PROMPT
Starting with the line that contains "shoreline in the photo above." and going on through the end of the data, write those lines out again with "dot" changed to "marker" and everything else left as it is.

==== DATASET EXCERPTS ====

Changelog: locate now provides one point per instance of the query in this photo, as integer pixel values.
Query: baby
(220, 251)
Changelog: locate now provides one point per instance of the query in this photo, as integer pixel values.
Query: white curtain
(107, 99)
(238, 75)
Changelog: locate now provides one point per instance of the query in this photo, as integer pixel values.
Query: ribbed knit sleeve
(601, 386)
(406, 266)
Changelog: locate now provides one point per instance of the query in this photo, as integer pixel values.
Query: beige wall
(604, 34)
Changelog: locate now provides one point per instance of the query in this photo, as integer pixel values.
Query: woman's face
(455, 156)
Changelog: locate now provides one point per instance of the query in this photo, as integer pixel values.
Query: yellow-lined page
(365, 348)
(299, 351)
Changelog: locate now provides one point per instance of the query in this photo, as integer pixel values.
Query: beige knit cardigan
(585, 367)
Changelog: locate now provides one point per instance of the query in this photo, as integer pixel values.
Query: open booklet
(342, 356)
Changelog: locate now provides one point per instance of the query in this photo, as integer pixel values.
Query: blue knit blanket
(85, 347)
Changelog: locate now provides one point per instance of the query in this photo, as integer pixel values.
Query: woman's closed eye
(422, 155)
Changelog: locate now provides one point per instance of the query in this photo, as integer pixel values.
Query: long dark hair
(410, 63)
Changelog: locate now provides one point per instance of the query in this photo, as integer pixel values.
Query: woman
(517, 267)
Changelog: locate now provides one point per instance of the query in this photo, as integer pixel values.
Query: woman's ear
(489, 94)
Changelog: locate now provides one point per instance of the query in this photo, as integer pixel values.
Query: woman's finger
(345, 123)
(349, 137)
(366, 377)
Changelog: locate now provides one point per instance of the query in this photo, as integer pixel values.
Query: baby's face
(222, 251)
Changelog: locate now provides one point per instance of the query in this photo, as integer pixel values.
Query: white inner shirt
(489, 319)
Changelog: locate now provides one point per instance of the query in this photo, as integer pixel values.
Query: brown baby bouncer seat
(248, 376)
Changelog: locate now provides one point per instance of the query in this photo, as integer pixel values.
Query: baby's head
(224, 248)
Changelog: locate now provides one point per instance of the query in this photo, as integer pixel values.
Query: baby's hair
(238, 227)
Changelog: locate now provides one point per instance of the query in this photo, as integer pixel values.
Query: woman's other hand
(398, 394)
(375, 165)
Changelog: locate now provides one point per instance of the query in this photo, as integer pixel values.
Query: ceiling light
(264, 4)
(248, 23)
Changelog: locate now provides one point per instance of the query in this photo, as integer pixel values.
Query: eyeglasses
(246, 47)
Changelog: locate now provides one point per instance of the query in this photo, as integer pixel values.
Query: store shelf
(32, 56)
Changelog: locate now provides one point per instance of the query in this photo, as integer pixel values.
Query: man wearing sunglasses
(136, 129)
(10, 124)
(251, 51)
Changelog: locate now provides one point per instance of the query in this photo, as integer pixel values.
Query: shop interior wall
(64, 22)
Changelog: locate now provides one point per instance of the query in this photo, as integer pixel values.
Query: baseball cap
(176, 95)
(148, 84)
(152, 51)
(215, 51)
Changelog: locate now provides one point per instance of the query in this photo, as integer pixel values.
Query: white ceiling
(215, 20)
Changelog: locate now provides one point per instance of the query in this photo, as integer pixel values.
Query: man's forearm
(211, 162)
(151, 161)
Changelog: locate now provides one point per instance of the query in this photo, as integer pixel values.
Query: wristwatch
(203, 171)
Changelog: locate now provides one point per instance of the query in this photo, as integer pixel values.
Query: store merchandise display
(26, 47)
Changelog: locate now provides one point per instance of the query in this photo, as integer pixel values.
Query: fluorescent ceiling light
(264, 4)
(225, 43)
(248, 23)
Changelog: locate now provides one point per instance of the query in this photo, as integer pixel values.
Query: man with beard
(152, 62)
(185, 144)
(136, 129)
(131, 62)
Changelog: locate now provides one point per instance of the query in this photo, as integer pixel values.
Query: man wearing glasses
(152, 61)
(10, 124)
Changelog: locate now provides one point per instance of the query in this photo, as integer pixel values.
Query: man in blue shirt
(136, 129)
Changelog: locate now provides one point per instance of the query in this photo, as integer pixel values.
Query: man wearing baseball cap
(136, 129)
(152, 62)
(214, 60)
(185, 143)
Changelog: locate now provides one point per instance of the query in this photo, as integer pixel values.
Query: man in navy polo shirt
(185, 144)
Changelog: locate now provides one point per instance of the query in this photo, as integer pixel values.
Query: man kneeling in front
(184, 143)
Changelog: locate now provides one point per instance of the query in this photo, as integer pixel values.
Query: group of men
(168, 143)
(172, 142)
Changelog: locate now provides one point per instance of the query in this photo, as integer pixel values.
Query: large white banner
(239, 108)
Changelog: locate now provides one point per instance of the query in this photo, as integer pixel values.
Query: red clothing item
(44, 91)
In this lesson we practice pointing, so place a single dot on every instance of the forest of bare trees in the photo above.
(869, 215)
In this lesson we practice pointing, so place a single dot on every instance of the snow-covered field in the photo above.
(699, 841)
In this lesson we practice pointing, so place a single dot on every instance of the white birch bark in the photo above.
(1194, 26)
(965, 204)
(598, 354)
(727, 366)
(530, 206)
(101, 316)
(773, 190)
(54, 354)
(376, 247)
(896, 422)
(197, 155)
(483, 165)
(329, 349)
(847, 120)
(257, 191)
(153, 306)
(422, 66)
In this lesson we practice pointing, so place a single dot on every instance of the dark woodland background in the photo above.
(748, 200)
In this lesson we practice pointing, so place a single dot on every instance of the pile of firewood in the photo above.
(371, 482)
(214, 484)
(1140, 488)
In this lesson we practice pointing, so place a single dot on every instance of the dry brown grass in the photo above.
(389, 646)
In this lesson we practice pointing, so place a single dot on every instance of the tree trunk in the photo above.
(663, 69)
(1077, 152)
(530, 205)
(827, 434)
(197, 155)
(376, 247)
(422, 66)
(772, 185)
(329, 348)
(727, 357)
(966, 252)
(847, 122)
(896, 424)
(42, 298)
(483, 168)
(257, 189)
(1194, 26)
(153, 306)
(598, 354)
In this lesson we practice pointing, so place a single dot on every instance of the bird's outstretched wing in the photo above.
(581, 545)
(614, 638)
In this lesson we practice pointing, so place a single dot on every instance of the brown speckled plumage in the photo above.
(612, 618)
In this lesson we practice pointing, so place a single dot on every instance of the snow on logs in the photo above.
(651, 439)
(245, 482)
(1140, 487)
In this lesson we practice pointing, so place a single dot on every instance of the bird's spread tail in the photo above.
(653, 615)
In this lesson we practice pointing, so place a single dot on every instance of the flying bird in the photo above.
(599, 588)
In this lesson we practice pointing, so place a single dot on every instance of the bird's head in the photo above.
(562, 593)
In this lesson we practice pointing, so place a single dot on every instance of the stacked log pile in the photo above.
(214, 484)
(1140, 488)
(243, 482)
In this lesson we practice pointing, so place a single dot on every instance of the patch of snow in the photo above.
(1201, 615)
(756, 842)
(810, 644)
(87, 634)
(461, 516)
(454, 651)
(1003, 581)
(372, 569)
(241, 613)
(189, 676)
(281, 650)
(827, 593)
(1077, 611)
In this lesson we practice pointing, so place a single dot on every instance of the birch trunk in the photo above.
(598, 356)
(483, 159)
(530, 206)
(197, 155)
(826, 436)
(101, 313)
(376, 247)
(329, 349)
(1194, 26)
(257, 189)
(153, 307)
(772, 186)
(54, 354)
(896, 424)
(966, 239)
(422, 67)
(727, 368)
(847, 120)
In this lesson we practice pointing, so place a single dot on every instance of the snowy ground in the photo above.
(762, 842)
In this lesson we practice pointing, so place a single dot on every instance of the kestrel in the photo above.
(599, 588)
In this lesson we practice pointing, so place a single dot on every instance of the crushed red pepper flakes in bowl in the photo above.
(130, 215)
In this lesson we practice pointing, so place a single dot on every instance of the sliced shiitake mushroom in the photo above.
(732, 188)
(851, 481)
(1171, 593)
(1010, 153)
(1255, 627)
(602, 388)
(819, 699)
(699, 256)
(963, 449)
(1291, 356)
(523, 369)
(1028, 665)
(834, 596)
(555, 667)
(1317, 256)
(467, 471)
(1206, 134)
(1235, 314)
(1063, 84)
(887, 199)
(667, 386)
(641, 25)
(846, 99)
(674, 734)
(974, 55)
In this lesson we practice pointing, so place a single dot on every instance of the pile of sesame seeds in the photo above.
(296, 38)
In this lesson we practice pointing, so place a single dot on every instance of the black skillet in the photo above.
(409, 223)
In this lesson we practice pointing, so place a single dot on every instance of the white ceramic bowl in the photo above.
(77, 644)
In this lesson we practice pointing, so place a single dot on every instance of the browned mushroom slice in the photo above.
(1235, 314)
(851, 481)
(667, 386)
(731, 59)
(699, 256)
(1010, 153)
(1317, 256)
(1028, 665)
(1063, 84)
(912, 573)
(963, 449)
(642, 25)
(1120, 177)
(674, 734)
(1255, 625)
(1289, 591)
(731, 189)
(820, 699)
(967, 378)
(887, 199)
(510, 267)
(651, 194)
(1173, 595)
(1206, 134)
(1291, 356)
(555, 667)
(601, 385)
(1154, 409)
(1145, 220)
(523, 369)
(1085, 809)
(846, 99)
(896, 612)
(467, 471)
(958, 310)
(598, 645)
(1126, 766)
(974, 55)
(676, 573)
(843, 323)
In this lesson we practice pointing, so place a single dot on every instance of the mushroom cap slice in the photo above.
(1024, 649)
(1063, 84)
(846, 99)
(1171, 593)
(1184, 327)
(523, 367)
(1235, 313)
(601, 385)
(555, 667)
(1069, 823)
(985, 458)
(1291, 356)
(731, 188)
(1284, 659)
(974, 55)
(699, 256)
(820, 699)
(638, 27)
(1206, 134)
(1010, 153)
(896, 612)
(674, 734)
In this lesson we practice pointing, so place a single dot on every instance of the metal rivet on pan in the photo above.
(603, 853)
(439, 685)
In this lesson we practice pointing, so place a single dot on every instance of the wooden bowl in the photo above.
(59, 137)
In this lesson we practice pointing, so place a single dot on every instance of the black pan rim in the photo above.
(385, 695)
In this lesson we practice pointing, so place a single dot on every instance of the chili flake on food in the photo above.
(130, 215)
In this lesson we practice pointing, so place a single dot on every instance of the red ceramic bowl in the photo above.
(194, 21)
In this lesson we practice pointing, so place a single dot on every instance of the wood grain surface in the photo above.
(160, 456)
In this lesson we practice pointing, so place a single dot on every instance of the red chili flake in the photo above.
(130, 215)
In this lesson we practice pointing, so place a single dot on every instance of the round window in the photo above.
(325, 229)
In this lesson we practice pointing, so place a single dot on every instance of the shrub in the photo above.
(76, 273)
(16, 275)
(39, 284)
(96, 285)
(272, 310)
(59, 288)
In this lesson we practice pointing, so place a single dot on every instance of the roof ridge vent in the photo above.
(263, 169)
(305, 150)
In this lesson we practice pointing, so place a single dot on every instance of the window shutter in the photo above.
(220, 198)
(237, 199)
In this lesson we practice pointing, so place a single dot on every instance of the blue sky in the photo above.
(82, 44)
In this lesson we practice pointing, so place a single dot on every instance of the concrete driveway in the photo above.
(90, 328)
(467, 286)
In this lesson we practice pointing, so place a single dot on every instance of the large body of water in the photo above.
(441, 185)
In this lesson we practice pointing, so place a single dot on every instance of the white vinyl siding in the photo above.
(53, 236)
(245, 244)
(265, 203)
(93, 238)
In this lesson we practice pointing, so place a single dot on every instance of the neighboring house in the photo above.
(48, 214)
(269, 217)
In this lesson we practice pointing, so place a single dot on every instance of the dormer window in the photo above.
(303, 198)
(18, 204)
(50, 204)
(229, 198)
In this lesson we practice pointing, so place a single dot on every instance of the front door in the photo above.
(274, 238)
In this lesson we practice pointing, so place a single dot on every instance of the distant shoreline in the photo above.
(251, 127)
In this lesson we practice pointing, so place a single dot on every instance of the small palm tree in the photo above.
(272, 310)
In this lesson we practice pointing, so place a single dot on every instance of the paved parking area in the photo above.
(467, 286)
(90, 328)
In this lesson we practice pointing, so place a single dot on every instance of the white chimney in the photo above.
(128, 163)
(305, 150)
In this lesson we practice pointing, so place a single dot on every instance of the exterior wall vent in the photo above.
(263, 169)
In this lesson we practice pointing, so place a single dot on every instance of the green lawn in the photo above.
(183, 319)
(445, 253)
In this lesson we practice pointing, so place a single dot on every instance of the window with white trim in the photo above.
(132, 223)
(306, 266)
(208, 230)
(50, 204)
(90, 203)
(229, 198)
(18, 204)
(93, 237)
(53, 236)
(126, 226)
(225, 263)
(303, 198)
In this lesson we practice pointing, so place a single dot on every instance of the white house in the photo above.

====

REPLY TO THE EXERCISE
In this lesson we practice pointing, so place a single marker on every instance of the distant shoreline in the photo above.
(251, 127)
In this lesson we practice pointing, so place a single marker on every instance of the small palm tree in the photo above.
(272, 310)
In this lesson we practice pointing, so place a single marker on every instance of the paved parking area in the photo above.
(467, 286)
(90, 328)
In this lesson we practice pointing, so place a single marker on every instance of the white chimney in the photo above.
(128, 163)
(305, 150)
In this lesson we practice pointing, so place a single marker on every instance of the exterior wall vent in the photo above.
(263, 169)
In this lesson we practice pointing, so place a single marker on every instance of the green lawn in the photo above.
(183, 319)
(445, 253)
In this lesson we practice pointing, so place a single marker on every instance of the window with white trim in the photo above.
(132, 223)
(306, 266)
(208, 230)
(50, 204)
(90, 203)
(229, 198)
(18, 204)
(93, 237)
(53, 236)
(126, 226)
(225, 263)
(303, 198)
In this lesson we practice pointing, so place a single marker on every instance of the white house in the photo above.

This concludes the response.